TASK INSTRUCTIONS:
Each line in the listing below that contains "pedestrian" should be returned.

AVAILABLE DATA:
====
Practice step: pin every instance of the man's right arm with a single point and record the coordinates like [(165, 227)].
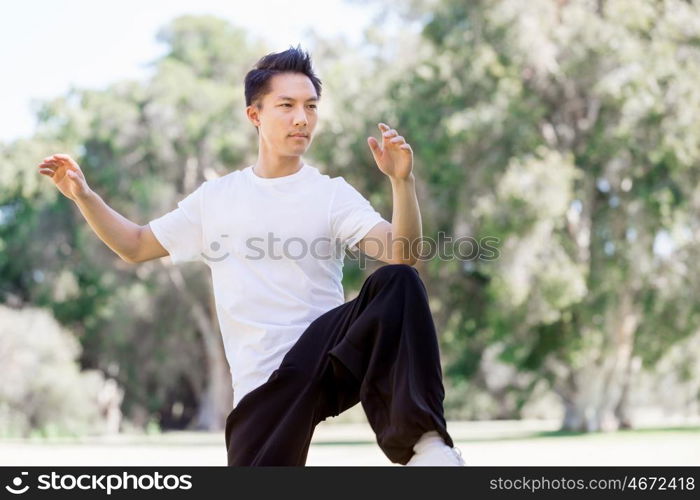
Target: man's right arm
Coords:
[(130, 241)]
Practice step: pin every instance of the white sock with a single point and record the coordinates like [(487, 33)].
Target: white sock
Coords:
[(428, 440)]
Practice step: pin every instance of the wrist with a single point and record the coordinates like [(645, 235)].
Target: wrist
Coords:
[(84, 197), (410, 180)]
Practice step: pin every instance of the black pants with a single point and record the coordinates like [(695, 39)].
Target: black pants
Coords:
[(379, 349)]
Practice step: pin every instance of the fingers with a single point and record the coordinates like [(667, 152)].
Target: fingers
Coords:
[(56, 161)]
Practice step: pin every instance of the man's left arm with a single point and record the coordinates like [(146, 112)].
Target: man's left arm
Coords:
[(395, 243)]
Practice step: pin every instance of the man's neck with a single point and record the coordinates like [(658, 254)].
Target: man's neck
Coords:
[(277, 166)]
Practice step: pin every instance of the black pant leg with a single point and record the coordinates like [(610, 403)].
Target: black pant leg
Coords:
[(380, 349)]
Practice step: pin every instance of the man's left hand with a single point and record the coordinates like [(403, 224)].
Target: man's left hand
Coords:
[(394, 156)]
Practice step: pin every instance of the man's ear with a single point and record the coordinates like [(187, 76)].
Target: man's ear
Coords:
[(253, 113)]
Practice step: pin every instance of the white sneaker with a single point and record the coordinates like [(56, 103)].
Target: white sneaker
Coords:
[(439, 456)]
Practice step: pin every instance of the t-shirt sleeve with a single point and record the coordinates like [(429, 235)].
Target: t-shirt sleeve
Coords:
[(180, 231), (352, 216)]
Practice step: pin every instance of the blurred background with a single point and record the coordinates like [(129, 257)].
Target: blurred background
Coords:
[(565, 130)]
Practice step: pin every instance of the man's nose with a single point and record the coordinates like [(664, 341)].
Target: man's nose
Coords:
[(300, 118)]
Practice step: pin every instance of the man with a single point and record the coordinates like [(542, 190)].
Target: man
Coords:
[(298, 354)]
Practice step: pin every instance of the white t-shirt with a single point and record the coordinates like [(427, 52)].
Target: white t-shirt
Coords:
[(275, 249)]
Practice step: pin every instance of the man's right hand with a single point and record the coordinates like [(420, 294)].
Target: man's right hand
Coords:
[(66, 175)]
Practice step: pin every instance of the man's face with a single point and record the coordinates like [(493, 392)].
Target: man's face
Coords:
[(289, 109)]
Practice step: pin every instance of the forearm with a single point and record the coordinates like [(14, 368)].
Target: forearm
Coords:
[(116, 231), (405, 221)]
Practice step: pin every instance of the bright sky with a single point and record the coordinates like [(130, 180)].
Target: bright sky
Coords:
[(49, 46)]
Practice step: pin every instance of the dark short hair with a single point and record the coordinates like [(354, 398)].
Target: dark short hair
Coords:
[(292, 60)]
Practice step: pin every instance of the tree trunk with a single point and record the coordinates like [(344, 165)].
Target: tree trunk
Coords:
[(217, 399), (594, 392)]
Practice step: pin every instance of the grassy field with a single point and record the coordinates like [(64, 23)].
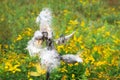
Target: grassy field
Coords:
[(97, 38)]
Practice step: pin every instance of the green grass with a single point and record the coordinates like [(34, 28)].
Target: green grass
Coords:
[(97, 35)]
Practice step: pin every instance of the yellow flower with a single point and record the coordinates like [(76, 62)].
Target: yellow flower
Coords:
[(70, 65), (100, 75), (76, 64), (99, 63), (19, 38), (63, 69), (30, 79), (60, 47), (6, 46), (82, 24), (39, 71), (107, 34)]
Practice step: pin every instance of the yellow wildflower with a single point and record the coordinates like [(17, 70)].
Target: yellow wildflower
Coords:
[(65, 12), (76, 64), (82, 24), (70, 65), (6, 46), (73, 75), (100, 63)]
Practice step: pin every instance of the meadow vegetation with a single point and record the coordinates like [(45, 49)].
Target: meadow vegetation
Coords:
[(97, 38)]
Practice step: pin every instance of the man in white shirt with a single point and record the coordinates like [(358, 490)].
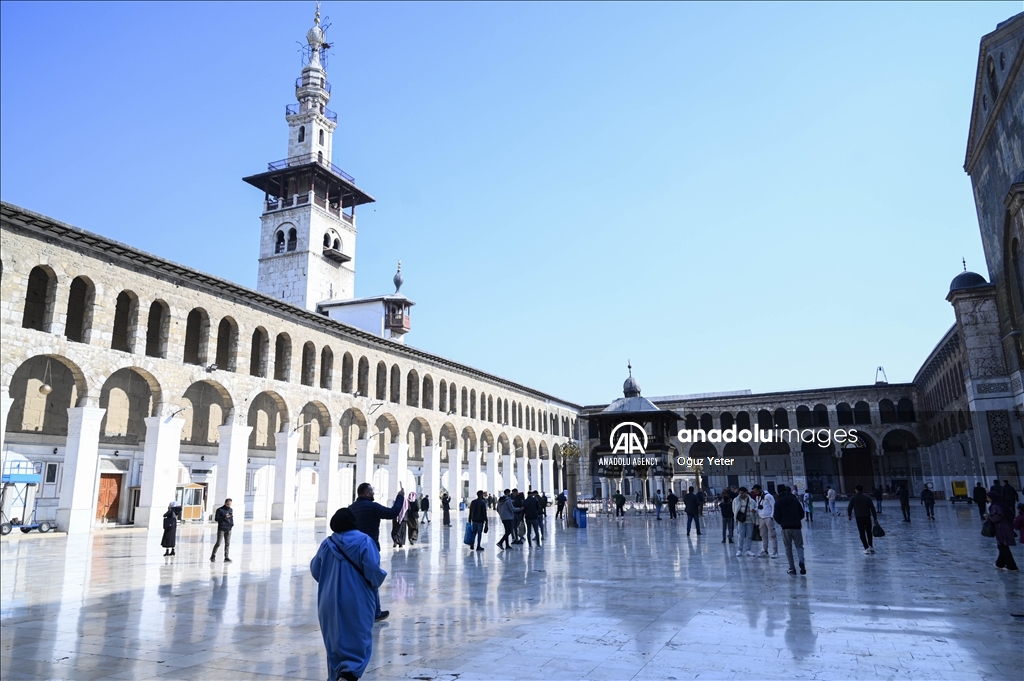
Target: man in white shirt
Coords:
[(766, 521)]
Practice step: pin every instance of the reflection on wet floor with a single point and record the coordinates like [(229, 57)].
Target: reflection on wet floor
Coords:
[(622, 599)]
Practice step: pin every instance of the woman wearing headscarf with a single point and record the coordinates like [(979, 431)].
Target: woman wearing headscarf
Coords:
[(1001, 517), (170, 530), (398, 524), (347, 571), (413, 518)]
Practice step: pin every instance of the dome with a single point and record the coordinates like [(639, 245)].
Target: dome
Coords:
[(967, 280)]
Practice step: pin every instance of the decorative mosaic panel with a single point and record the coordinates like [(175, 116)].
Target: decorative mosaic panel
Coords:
[(998, 431)]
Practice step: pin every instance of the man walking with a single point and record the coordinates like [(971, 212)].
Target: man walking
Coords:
[(862, 508), (766, 521), (225, 520), (904, 502), (672, 499), (788, 512), (368, 520), (478, 516), (691, 505), (620, 500), (979, 498)]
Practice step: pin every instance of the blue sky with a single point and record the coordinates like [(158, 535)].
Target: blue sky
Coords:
[(732, 196)]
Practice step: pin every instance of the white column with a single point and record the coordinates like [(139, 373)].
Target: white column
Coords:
[(365, 451), (287, 443), (330, 499), (506, 472), (474, 474), (5, 405), (232, 455), (396, 467), (494, 481), (432, 475), (160, 469), (77, 508)]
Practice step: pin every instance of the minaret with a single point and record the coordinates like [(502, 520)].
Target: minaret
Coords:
[(307, 244)]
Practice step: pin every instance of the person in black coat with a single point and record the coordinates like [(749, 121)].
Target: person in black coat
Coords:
[(170, 530), (928, 499), (673, 501), (980, 495), (446, 510), (788, 513)]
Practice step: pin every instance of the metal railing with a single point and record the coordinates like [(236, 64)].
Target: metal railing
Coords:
[(312, 82), (293, 110), (309, 158)]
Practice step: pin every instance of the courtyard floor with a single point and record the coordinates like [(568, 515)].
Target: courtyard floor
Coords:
[(622, 599)]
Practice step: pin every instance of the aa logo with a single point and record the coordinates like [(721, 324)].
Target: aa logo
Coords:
[(628, 437)]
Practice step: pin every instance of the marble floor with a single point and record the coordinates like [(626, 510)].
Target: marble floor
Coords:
[(622, 599)]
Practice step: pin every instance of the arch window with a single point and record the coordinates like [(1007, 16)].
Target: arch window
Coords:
[(227, 344), (887, 411), (363, 382), (259, 353), (346, 374), (125, 314), (157, 329), (39, 299), (395, 384), (79, 310), (381, 381), (283, 357), (197, 334), (327, 368), (308, 370), (412, 388)]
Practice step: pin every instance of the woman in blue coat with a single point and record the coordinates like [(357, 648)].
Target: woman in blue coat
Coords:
[(347, 571)]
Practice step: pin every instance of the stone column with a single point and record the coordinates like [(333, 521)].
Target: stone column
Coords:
[(432, 475), (396, 467), (287, 442), (474, 474), (330, 499), (506, 472), (232, 460), (365, 451), (494, 480), (5, 405), (160, 470), (77, 508)]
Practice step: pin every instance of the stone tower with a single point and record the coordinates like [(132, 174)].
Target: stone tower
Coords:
[(307, 242)]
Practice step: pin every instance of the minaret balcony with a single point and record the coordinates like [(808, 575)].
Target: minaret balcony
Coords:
[(312, 81), (295, 110)]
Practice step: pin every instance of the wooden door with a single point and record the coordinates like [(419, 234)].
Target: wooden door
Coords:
[(110, 497)]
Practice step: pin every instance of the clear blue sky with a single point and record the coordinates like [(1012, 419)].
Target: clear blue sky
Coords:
[(731, 196)]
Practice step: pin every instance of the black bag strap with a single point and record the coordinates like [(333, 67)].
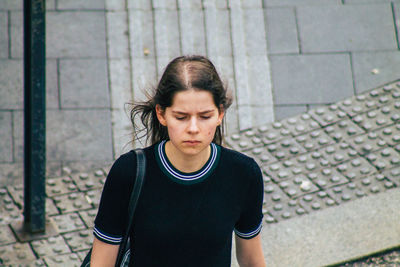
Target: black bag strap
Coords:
[(140, 173)]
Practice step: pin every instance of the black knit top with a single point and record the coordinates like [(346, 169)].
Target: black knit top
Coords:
[(183, 219)]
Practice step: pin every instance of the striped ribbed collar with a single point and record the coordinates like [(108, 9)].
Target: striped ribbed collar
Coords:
[(182, 177)]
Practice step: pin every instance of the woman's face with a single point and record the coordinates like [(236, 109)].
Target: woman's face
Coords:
[(191, 120)]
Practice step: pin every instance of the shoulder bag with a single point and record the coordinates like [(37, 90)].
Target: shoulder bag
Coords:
[(124, 248)]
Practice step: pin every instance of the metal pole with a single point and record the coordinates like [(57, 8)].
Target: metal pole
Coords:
[(34, 116)]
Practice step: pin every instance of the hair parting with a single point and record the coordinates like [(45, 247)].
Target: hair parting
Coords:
[(182, 73)]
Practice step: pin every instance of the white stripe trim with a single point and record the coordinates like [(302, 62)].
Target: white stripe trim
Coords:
[(187, 177), (106, 237), (252, 233)]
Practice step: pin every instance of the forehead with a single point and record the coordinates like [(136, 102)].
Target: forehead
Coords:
[(193, 100)]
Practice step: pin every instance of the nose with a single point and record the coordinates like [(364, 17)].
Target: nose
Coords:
[(193, 127)]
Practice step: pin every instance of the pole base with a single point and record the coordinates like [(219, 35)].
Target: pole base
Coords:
[(23, 235)]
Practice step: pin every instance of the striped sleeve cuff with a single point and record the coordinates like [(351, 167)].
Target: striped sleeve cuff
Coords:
[(251, 234), (106, 238)]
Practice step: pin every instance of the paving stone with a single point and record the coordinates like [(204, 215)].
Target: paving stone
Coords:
[(370, 100), (6, 141), (71, 259), (342, 225), (93, 197), (164, 4), (338, 153), (71, 202), (327, 178), (384, 159), (374, 184), (393, 175), (17, 4), (193, 5), (90, 181), (8, 210), (68, 222), (282, 112), (286, 211), (117, 5), (217, 28), (117, 35), (6, 235), (356, 168), (80, 4), (374, 68), (332, 33), (343, 129), (11, 80), (60, 186), (378, 118), (316, 201), (84, 83), (315, 79), (273, 3), (79, 240), (54, 245), (246, 140), (326, 115), (390, 134), (192, 41), (221, 4), (396, 9), (285, 149), (300, 124), (298, 186), (367, 1), (4, 35), (16, 254), (305, 163), (346, 192), (261, 155), (140, 5), (315, 139), (281, 30), (365, 144)]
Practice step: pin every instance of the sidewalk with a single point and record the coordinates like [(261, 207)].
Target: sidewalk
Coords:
[(302, 56)]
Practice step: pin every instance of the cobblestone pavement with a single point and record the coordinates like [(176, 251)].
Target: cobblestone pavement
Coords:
[(310, 162), (388, 259)]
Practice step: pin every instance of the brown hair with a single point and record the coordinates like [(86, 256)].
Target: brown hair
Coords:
[(182, 73)]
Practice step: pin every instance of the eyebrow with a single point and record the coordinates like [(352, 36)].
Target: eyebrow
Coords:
[(201, 113)]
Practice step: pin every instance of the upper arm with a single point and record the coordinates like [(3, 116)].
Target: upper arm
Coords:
[(103, 254), (249, 251)]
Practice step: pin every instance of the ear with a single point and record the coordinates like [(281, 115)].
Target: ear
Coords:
[(221, 114), (161, 115)]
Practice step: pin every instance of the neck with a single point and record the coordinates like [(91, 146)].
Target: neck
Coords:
[(186, 163)]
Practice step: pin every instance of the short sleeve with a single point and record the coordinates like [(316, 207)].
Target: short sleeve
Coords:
[(250, 221), (110, 222)]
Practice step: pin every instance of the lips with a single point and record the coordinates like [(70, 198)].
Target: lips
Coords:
[(193, 142)]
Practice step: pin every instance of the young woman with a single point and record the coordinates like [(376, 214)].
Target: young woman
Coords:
[(196, 192)]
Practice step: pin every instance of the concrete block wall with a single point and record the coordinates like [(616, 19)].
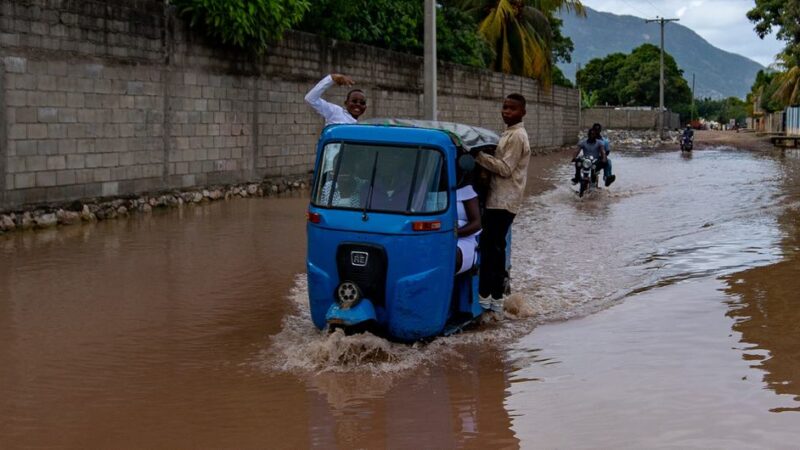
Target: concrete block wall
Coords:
[(107, 98), (623, 119)]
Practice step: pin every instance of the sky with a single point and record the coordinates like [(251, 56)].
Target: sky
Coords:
[(723, 23)]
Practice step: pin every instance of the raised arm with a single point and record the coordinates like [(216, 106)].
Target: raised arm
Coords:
[(505, 164), (314, 98)]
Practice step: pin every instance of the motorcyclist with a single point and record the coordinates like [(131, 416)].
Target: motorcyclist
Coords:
[(591, 146), (607, 175), (688, 133)]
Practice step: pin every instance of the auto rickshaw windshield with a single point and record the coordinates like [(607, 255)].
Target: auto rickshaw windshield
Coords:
[(381, 178)]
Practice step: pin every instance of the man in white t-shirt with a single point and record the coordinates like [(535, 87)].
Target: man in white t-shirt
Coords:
[(354, 104)]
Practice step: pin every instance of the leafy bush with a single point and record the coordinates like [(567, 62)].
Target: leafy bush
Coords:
[(399, 25), (248, 24)]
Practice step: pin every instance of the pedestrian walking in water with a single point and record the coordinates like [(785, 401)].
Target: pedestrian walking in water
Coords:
[(354, 104), (509, 173)]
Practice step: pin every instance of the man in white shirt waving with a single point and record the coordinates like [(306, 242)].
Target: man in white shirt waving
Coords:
[(355, 103)]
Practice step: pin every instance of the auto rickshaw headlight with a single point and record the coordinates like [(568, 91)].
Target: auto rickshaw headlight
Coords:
[(348, 294)]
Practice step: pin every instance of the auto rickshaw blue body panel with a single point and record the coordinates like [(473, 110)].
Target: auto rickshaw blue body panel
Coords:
[(422, 292)]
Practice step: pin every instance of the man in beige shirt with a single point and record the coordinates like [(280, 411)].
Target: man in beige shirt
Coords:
[(509, 169)]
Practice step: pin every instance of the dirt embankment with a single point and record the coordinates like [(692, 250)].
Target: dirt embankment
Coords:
[(742, 140)]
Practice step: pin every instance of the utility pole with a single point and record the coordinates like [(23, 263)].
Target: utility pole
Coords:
[(429, 93), (580, 98), (661, 21)]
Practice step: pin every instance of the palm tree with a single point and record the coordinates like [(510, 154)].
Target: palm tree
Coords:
[(788, 81), (519, 31)]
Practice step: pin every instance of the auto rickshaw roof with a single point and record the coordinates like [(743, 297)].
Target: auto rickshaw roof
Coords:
[(468, 136)]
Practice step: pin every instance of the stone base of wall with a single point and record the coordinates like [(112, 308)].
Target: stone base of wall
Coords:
[(93, 210)]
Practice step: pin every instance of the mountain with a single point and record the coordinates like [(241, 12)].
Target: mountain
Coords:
[(718, 73)]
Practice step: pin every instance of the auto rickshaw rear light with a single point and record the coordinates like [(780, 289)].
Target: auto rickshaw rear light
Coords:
[(313, 217), (432, 225)]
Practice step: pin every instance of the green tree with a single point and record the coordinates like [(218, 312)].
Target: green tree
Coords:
[(632, 80), (764, 89), (521, 33), (248, 24), (722, 110), (599, 78), (783, 15)]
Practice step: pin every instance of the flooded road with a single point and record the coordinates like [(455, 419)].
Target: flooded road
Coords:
[(189, 328)]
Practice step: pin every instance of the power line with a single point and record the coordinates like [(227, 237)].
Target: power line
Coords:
[(655, 7), (643, 14)]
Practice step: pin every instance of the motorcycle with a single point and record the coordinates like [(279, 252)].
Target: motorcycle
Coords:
[(687, 142), (588, 174)]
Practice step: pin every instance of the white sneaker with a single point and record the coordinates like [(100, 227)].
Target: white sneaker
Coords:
[(497, 305), (485, 302)]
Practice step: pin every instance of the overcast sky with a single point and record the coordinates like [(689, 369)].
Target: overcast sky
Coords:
[(723, 23)]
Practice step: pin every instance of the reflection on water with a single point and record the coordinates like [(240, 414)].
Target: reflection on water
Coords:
[(766, 306), (190, 328), (443, 406)]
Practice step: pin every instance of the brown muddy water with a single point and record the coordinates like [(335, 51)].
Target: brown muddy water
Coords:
[(667, 314)]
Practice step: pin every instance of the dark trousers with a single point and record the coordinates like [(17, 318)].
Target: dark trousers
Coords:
[(495, 223)]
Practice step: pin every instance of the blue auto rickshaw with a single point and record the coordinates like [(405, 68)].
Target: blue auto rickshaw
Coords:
[(382, 228)]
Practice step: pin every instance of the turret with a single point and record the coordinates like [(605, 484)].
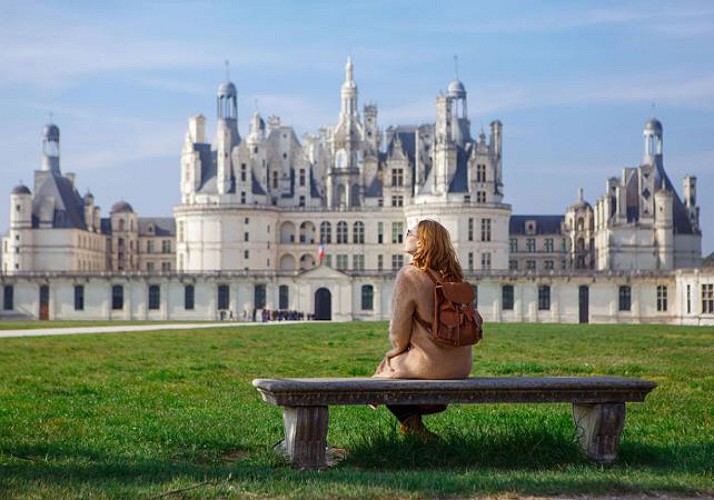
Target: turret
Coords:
[(50, 149), (690, 200)]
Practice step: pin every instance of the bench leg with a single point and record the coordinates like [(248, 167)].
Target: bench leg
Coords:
[(599, 427), (306, 435)]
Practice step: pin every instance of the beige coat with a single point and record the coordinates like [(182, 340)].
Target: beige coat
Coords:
[(414, 354)]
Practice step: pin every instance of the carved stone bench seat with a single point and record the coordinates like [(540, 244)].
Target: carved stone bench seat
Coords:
[(598, 404)]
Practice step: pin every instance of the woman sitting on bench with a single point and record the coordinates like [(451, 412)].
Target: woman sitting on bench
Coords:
[(414, 355)]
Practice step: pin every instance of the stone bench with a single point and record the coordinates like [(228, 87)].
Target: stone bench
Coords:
[(598, 404)]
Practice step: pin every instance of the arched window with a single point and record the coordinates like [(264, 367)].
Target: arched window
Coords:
[(325, 232), (358, 232), (341, 232), (367, 297)]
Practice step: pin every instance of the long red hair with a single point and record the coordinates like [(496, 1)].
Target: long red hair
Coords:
[(435, 251)]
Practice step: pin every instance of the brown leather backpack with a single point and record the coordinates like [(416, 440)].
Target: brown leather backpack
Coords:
[(456, 322)]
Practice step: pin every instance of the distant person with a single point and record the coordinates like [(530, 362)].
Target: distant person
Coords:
[(414, 354)]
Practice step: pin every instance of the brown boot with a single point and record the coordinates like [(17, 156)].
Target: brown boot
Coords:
[(413, 426)]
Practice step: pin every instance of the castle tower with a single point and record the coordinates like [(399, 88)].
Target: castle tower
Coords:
[(227, 136), (654, 149), (50, 149)]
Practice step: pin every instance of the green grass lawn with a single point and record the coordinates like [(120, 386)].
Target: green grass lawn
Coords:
[(173, 414)]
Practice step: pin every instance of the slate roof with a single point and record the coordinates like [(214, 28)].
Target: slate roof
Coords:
[(163, 226), (69, 205), (545, 224)]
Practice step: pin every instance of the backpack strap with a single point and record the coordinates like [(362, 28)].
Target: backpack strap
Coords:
[(427, 326)]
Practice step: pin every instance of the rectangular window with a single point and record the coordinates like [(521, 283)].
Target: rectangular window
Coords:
[(507, 297), (661, 298), (549, 245), (117, 297), (397, 261), (154, 297), (708, 298), (543, 297), (530, 245), (485, 229), (8, 298), (367, 297), (397, 232), (283, 296), (259, 296), (480, 173), (486, 260), (342, 262), (79, 297), (625, 298), (224, 297), (189, 297)]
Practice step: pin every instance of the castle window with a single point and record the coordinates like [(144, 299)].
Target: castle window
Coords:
[(625, 298), (661, 298), (507, 297), (549, 245), (707, 298), (259, 296), (341, 232), (358, 232), (325, 232), (530, 245), (283, 297), (485, 229), (480, 173), (8, 298), (189, 297), (486, 260), (224, 296), (117, 297), (154, 297), (367, 297), (397, 261), (397, 177), (397, 232), (543, 297), (79, 298)]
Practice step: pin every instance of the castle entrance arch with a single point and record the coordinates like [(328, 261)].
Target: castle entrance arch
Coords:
[(323, 304)]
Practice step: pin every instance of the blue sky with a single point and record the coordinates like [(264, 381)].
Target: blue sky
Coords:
[(572, 82)]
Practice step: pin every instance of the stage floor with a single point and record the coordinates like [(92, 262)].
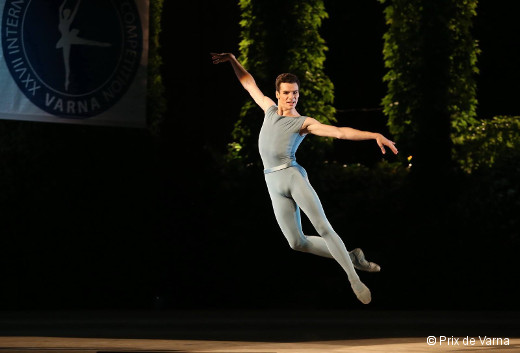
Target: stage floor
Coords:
[(93, 345), (258, 332)]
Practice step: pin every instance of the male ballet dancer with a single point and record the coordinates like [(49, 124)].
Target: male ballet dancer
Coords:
[(283, 130)]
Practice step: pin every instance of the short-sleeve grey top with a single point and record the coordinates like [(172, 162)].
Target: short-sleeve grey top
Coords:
[(279, 138)]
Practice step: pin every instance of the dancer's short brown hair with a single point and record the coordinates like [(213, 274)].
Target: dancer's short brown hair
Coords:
[(286, 78)]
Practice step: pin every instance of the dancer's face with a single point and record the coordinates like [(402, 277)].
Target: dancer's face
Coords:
[(288, 95)]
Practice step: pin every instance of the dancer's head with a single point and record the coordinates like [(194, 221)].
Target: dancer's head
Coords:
[(286, 78), (66, 13), (287, 90)]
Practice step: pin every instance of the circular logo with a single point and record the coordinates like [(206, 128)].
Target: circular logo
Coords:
[(72, 58)]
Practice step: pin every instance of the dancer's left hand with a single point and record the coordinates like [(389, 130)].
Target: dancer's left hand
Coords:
[(383, 141)]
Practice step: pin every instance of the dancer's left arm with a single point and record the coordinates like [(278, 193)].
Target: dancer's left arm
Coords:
[(313, 126)]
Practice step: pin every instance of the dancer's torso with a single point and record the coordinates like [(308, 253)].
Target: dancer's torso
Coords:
[(279, 138)]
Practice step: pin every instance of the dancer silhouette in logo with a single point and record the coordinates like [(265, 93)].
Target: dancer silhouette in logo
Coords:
[(282, 131), (70, 37)]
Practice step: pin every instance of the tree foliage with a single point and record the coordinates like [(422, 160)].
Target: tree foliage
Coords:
[(283, 37), (431, 59), (490, 143), (156, 103)]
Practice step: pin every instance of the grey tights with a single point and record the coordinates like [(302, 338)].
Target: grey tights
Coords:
[(290, 190)]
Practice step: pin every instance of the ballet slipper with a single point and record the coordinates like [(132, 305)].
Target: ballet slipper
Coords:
[(361, 291), (360, 263)]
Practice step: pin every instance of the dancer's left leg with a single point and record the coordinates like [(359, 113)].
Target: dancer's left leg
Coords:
[(305, 196)]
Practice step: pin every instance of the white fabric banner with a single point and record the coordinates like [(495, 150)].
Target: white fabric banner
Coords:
[(74, 61)]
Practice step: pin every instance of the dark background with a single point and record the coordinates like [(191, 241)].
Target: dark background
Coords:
[(111, 218)]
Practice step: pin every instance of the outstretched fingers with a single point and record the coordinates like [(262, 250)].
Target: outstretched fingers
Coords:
[(219, 58), (383, 141)]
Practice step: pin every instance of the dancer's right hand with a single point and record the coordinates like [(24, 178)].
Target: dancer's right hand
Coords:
[(221, 58)]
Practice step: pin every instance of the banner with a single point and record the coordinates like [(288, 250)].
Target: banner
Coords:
[(74, 61)]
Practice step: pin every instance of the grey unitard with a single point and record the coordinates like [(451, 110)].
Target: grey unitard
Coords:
[(290, 190)]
====
RESPONSE BOX:
Practice step: pin every instance of the pedestrian walking in water with a single point and record the coordinates like [(785, 401)].
Target: pedestrian walking in water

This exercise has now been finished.